[Image point grounding data]
*** Block opens ***

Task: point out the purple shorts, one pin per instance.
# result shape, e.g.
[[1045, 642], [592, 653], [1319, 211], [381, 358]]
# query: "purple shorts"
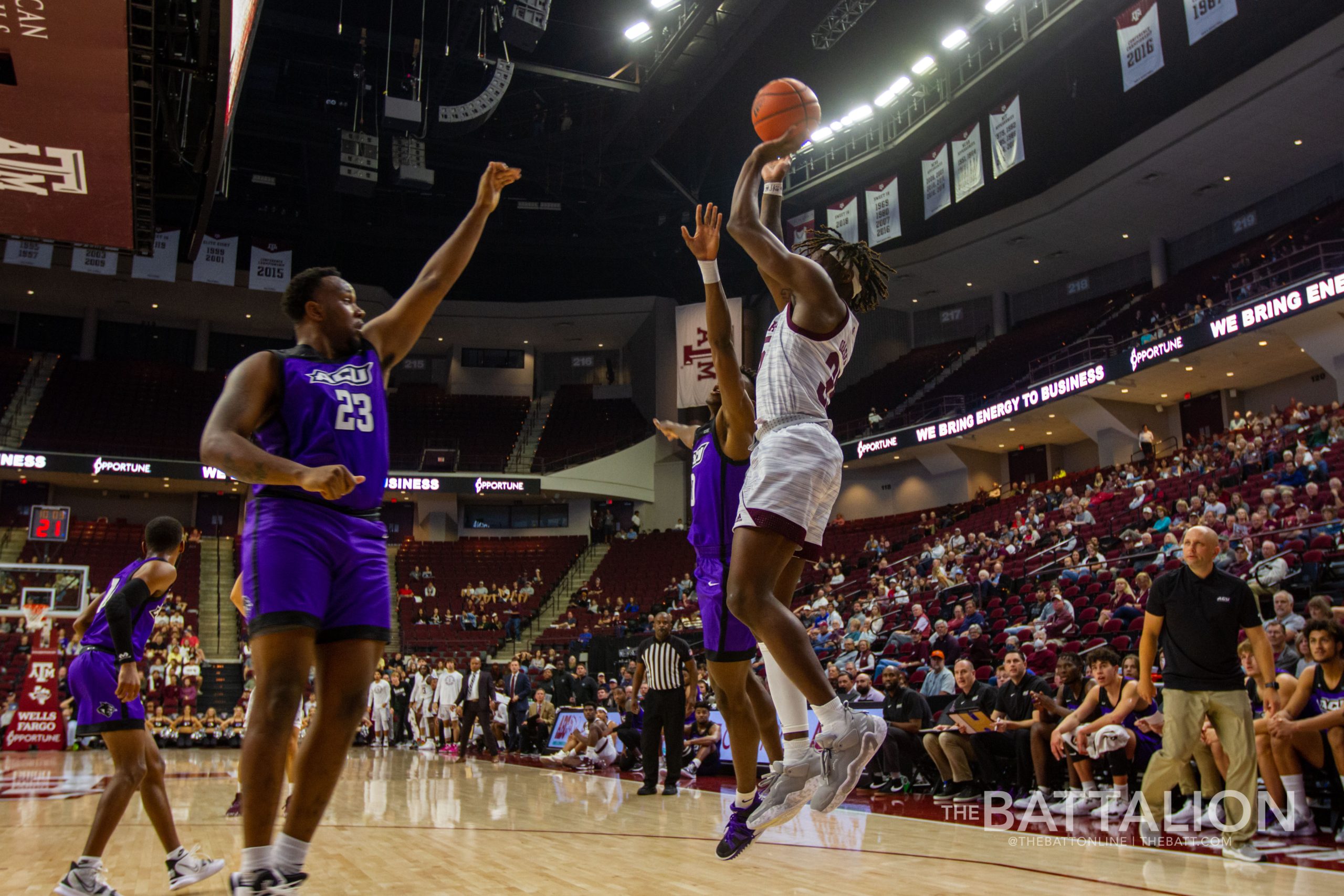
[[726, 637], [307, 566], [93, 684]]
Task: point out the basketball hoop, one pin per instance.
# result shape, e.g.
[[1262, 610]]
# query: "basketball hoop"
[[35, 617]]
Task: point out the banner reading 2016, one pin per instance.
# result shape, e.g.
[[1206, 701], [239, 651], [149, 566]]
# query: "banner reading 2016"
[[1140, 42], [884, 212]]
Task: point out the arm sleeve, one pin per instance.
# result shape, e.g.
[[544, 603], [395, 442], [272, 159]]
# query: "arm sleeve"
[[119, 610]]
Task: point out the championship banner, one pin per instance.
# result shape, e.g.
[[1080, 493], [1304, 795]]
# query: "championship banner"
[[970, 172], [30, 253], [1006, 136], [93, 260], [1203, 16], [937, 190], [163, 263], [695, 375], [38, 723], [270, 267], [844, 217], [884, 212], [65, 123], [800, 226], [1140, 42], [217, 260]]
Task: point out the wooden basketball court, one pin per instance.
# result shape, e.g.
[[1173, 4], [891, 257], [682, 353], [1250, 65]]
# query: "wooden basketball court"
[[406, 823]]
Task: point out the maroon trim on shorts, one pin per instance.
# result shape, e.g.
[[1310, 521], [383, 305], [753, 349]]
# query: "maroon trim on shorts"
[[810, 553], [814, 336], [772, 522]]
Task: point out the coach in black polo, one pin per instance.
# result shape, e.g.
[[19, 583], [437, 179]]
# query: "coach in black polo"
[[670, 700], [1195, 613]]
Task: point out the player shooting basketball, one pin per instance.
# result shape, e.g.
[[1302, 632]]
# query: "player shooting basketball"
[[793, 483], [313, 547], [722, 450]]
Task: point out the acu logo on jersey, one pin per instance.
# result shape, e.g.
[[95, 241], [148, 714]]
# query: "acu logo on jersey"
[[347, 375]]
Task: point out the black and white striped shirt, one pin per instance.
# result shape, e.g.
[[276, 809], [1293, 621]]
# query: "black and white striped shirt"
[[663, 662]]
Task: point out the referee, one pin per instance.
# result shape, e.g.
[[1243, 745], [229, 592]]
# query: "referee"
[[671, 699], [1195, 613]]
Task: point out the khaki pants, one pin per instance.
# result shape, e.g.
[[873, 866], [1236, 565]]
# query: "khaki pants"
[[952, 753], [1230, 715]]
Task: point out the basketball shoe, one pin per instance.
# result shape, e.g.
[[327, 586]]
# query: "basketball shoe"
[[844, 757]]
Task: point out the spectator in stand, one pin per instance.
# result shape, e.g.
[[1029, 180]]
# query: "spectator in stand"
[[940, 681], [1284, 614], [951, 747]]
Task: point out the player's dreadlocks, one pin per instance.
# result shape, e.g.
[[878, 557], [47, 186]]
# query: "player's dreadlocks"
[[857, 257]]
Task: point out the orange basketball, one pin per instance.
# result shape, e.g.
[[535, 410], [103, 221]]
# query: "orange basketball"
[[783, 104]]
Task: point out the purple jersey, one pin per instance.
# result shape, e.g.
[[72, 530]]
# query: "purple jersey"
[[142, 620], [332, 412], [716, 486]]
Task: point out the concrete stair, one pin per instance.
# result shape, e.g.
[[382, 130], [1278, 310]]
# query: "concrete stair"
[[530, 434], [217, 617], [555, 606]]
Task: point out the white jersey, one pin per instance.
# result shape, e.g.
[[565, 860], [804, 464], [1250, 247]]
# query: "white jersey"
[[799, 370]]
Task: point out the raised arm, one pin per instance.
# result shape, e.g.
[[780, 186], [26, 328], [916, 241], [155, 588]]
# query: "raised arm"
[[802, 280], [397, 331], [737, 409], [241, 409]]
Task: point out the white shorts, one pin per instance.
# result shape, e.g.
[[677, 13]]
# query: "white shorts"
[[792, 486]]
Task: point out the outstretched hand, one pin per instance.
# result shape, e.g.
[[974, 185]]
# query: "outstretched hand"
[[705, 244], [496, 178], [784, 147]]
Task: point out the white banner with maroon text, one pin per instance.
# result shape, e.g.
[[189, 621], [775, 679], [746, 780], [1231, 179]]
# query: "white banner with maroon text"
[[884, 212], [937, 187], [1006, 136], [967, 166], [800, 226], [844, 218], [695, 374], [38, 723], [1139, 33]]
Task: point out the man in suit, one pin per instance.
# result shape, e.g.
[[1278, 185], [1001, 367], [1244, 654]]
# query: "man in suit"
[[478, 703], [517, 687], [537, 727]]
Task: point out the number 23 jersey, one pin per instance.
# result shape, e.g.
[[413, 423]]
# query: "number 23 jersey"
[[800, 368], [332, 412]]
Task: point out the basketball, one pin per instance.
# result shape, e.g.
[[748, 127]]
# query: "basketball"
[[783, 104]]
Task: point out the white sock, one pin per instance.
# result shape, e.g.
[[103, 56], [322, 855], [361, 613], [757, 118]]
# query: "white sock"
[[796, 750], [1295, 789], [256, 859], [790, 702], [289, 855], [832, 716]]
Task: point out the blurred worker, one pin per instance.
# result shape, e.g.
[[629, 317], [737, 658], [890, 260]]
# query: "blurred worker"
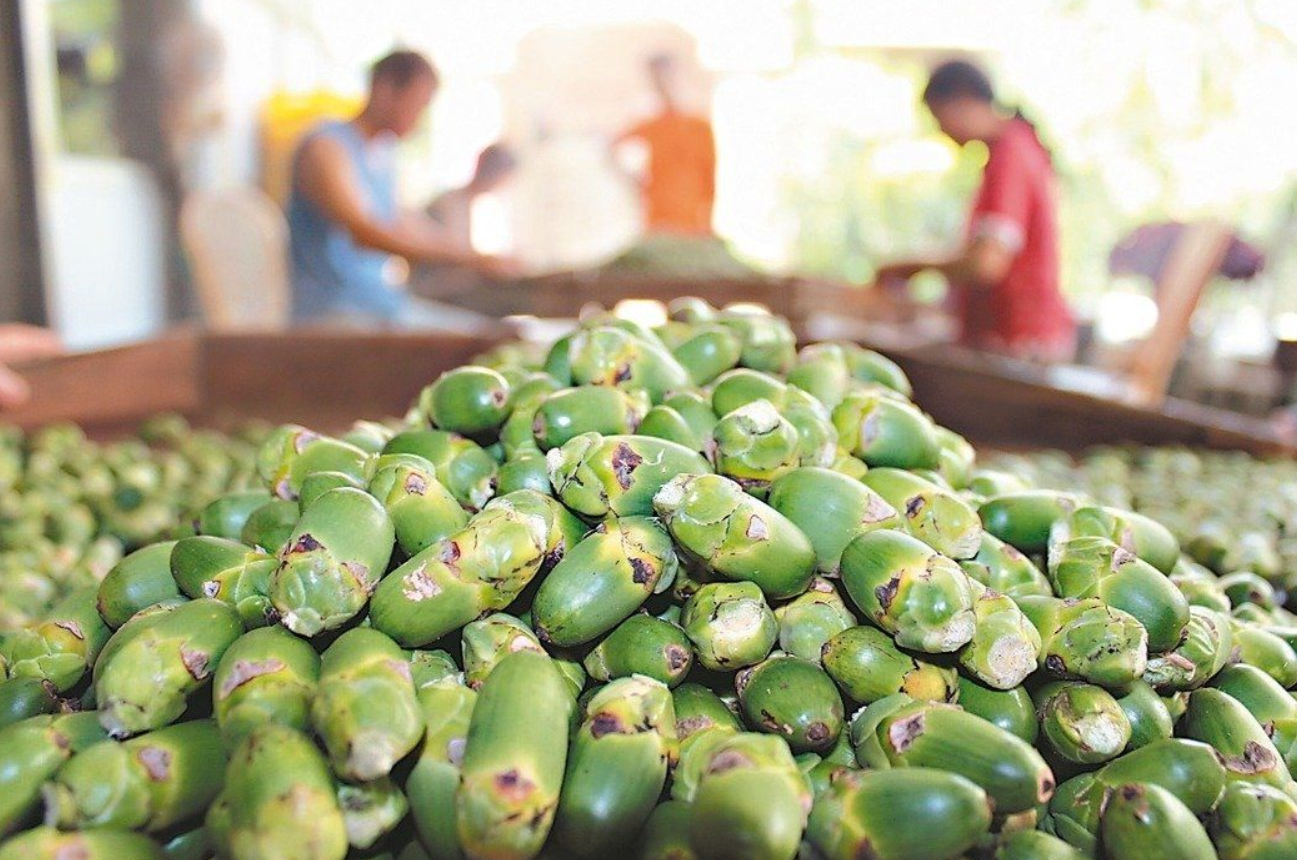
[[21, 343], [1004, 279], [678, 186], [454, 209], [343, 213]]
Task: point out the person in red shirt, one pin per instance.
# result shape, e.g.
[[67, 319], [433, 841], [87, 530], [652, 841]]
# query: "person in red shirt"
[[1004, 279], [678, 187]]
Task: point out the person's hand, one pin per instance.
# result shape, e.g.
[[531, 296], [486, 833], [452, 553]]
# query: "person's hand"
[[21, 343], [499, 267], [13, 389], [894, 276]]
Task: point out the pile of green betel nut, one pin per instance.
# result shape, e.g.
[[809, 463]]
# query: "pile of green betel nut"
[[70, 507], [1230, 510], [673, 593]]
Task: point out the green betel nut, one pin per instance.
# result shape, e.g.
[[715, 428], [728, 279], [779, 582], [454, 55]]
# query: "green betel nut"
[[751, 800], [468, 400], [333, 561], [1189, 769], [365, 707], [1143, 820], [1086, 567], [734, 535], [930, 513], [729, 624], [154, 663], [279, 800], [151, 782], [812, 619], [922, 598], [830, 509], [1003, 568], [266, 676], [1088, 640], [1082, 723], [898, 733], [47, 843], [422, 509], [597, 475], [909, 813], [883, 431], [618, 767], [1254, 823], [62, 646], [603, 580], [227, 571], [488, 641], [642, 645], [868, 666], [1005, 646], [435, 777], [140, 580], [514, 759], [754, 445], [794, 699], [566, 414]]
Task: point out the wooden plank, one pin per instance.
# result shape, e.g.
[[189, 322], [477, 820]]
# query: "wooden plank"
[[328, 379], [113, 389], [324, 379], [1007, 404], [22, 296], [563, 296]]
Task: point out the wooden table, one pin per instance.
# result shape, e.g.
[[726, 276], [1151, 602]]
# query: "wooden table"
[[326, 379], [323, 379]]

*** Block closes ***

=== Aim of the task ===
Print the records again exactly. Skip every picture.

=== Result of the exercise ===
Task: point out the purple shorts, one pin per instance.
# result shape, e.g.
[[1045, 642], [592, 653], [1319, 211], [381, 358]]
# query: "purple shorts"
[[726, 637], [307, 566], [93, 684]]
Task: point out the basketball hoop, one pin per instance.
# result shape, e.g.
[[1262, 610]]
# query: "basketball hoop"
[[35, 617]]
Task: point out the banner reading 2016, one pin per instance.
# result shape, e.g.
[[1206, 701], [239, 651], [149, 566]]
# query: "banner reading 2016"
[[1140, 42], [884, 212]]
Task: point out the arm sleeve, one pin per instance.
# result shape, e.g.
[[544, 603], [395, 442], [272, 159]]
# query: "arm sleeve"
[[119, 610]]
Task: point out the championship banner, one pin per instance.
# result shape, e.g.
[[1080, 493], [1304, 795]]
# query: "championship banner"
[[970, 172], [30, 253], [1006, 136], [93, 260], [1203, 16], [937, 190], [163, 263], [695, 375], [38, 723], [270, 267], [844, 217], [884, 212], [65, 123], [800, 226], [1140, 42], [217, 260]]
Task: point out the wooden basketball court, one pin per instance.
# result shape, e.g.
[[1173, 4], [891, 257], [682, 353], [1250, 65]]
# query: "wooden basketball court"
[[406, 823]]
Task: point out the maroon trim on shorts, one pin per instance.
# result shape, e.g.
[[1310, 521], [383, 305], [753, 349]]
# query: "maroon trim on shorts"
[[810, 553], [814, 336], [772, 522]]
Task: point out the coach in black polo, one pin per instance.
# result shape, e.g.
[[19, 583], [437, 179]]
# query: "coach in black polo"
[[670, 700], [1195, 613]]
Task: point out the player shooting basketball, one pin per instance.
# result shape, e.g.
[[1302, 632]]
# query: "player shooting basketball"
[[793, 483], [313, 547], [722, 450]]
Task: point out the acu logo on jersey, one pin per instance.
# result shape, e.g.
[[95, 241], [148, 714]]
# query: "acu logo on jersey"
[[347, 375]]
Task: point out the black and white striped shirt, one pin per instance.
# result shape, e.g.
[[276, 809], [1293, 621]]
# query: "black and white striped shirt"
[[663, 662]]
Task: point out the referee, one pin per instance.
# result shape, e.g.
[[1243, 745], [229, 592]]
# query: "referee"
[[671, 699], [1195, 613]]
Task: point out the khaki pants, one pin per instance.
# result shape, e.g.
[[873, 866], [1236, 565]]
# query: "khaki pants"
[[952, 753], [1230, 715]]
Task: point out the basketball shoe, one pin per instance.
# result shape, e.g.
[[327, 586]]
# query: "basketball shoe"
[[844, 757]]
Task: point out the spectator in stand, one pin per instance.
# result shape, e.g.
[[1029, 180]]
# query: "spectator in stand"
[[940, 681], [1284, 614], [951, 747]]
Task: point out the player's dreadlocks, one pin per instance.
# result shape, e.g.
[[878, 557], [47, 186]]
# query: "player's dreadlocks"
[[857, 257]]
Task: point out the orange basketball, one pin per instance.
# result shape, e.g.
[[535, 410], [103, 221]]
# query: "orange basketball"
[[783, 104]]
Task: point out the purple jersey, one pin per instance.
# result shape, e.g.
[[72, 530]]
# query: "purple jersey"
[[142, 620], [332, 412], [716, 486]]
Task: point out the concrete stair, one pin per instance.
# result shape, e.g.
[[382, 130], [1278, 310]]
# query: "concrete stair"
[[530, 434], [217, 617], [555, 606]]
Task: point out the white jersey, one pin per instance.
# result shape, e.g.
[[565, 860], [804, 464], [1250, 247]]
# query: "white jersey"
[[799, 370]]
Task: point out the raised arm, one pin per instance.
# result shape, e.g.
[[780, 186], [26, 328], [916, 241], [155, 588]]
# query: "raised arm"
[[802, 280], [397, 331], [737, 409], [241, 409]]
Task: point out the white shorts, one pin per instance.
# result shape, e.g.
[[677, 13]]
# query: "white shorts"
[[792, 486]]
Task: point out the outstretched hand, one pin per instance.
# result shape, e.g.
[[974, 185]]
# query: "outstretched hand"
[[705, 244], [496, 178], [784, 147]]
Task: point out the white banner with maroon text, one pin per instance.
# result shape, e.g.
[[189, 621], [775, 679], [746, 780], [1231, 179]]
# query: "white banner with maroon text"
[[884, 212], [937, 187], [1006, 136], [967, 166], [800, 226], [844, 218], [695, 374], [38, 723], [1139, 33]]
Task: point out the man in suit, one pin per instance.
# result shape, e.g.
[[1278, 185], [1001, 367], [1244, 654]]
# query: "man in suit"
[[478, 703], [517, 687], [537, 727]]
Task: point out the number 23 jersey, one pin per instance.
# result shape, e.g.
[[413, 423]]
# query: "number 23 jersey"
[[800, 368], [332, 412]]
Task: point out the basketball, one pin per instance.
# result shape, e.g.
[[748, 127]]
# query: "basketball"
[[783, 104]]
Task: point out the white sock, one pin per instance.
# result shape, e.g.
[[103, 56], [322, 855], [361, 613], [757, 118]]
# query: "white sock"
[[796, 750], [1295, 789], [256, 859], [790, 702], [289, 855], [832, 716]]
Task: point out the blurred worker, one pin per instance.
# result shape, e.g.
[[629, 317], [737, 658], [890, 260]]
# query: "blurred worker"
[[21, 343], [1004, 279], [678, 186], [454, 209], [343, 213]]
Task: point out the person in red shirt, one pin per instance.
# result shape, e.g.
[[67, 319], [433, 841], [87, 530], [652, 841]]
# query: "person in red shirt"
[[1004, 279], [678, 187]]
Task: point out the person's hand, one pin per instance.
# result shape, e.g.
[[531, 296], [486, 833], [452, 553]]
# query: "person's hand"
[[21, 343], [499, 267], [13, 389], [894, 276]]
Task: point out the pile of green betel nut, one pin per instance.
# result shape, e.g.
[[809, 463]]
# query: "pile of green betel nut"
[[70, 507], [1230, 510], [673, 593]]
Task: point out the green betel nut, one pin per instance.
# result shape, e.g.
[[715, 428], [728, 279], [779, 582], [454, 55]]
# query: "green betel nut"
[[751, 800], [468, 400], [333, 561], [1189, 769], [365, 707], [1143, 820], [1086, 567], [734, 535], [930, 513], [729, 624], [154, 663], [279, 800], [151, 782], [812, 619], [922, 598], [830, 509], [1003, 568], [266, 676], [1088, 640], [1082, 723], [898, 733], [47, 843], [422, 509], [597, 475], [909, 813], [883, 431], [618, 767], [1254, 823], [62, 646], [603, 580], [227, 571], [488, 641], [642, 645], [868, 666], [1005, 646], [435, 777], [140, 580], [514, 759], [754, 445], [794, 699], [566, 414]]
Task: point out the wooden plank, one pin per instance.
# result shape, e.g.
[[189, 322], [477, 820]]
# query: "wooden plank"
[[328, 379], [113, 389], [324, 379], [1007, 404], [22, 296], [563, 296]]
Task: point out the wooden table, one pin per instance.
# result shape, e.g.
[[726, 276], [1151, 602]]
# query: "wooden table"
[[326, 379], [323, 379]]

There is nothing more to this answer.